Working from the records below, repeat exactly the lines starting at the line that contains "Target: black and white striped fish" and ending at the line that contains "Target: small yellow-tailed fish", inclusive.

-.-.-

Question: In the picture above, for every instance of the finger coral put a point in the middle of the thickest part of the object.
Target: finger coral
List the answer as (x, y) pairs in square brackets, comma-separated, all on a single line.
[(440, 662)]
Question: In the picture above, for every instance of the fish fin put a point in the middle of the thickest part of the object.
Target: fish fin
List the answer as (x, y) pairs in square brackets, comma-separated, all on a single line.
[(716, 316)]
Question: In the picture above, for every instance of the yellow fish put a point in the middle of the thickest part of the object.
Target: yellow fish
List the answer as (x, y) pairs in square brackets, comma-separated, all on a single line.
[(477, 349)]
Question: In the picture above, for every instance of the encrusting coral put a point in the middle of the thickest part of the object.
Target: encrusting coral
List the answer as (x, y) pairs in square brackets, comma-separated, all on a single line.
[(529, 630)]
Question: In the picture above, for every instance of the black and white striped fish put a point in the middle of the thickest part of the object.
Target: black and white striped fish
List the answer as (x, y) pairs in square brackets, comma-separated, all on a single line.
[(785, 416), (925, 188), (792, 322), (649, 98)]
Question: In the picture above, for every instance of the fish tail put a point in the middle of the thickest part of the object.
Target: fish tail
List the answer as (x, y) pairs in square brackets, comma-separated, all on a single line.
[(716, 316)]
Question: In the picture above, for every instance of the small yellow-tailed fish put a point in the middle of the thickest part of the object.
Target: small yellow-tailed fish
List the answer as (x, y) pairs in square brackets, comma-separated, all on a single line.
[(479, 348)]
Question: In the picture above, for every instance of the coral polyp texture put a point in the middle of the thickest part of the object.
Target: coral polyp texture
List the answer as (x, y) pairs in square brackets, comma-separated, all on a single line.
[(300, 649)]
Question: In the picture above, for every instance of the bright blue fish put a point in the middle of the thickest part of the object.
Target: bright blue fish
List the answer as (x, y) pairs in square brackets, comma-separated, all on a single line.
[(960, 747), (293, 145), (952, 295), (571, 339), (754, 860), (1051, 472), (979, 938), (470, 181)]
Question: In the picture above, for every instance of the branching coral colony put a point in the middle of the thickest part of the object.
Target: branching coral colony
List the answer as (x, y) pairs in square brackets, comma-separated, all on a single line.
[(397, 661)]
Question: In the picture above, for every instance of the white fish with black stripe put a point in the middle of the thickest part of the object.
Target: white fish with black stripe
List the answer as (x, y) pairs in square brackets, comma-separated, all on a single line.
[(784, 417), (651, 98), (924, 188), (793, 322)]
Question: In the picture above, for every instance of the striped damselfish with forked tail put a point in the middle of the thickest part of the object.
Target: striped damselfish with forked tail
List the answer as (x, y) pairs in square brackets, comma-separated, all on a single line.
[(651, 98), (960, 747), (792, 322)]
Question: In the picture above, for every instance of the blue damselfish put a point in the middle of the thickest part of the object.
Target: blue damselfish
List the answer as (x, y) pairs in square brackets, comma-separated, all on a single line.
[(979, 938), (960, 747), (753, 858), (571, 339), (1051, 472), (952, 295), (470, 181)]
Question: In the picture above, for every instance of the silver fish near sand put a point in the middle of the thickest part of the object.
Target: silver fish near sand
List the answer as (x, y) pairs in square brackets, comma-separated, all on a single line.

-.-.-

:: Answer to the problem ::
Target: black and white striped fish
List the answer as (x, y) pairs in square brackets, comma-separated, all on a single line.
[(785, 416), (925, 188), (792, 322), (649, 98)]
Question: In the picture above, for every instance of the fish tail put a point in the middle of the thickest part of the object.
Target: fish tail
List the answer as (x, y) pairs in square brackets, comma-separated, all on a single line.
[(716, 316)]
Question: In the picture above, for every instance of the small yellow-tailed fish put a point in the middle of the thickest part of the object.
Target: small yellow-tailed fish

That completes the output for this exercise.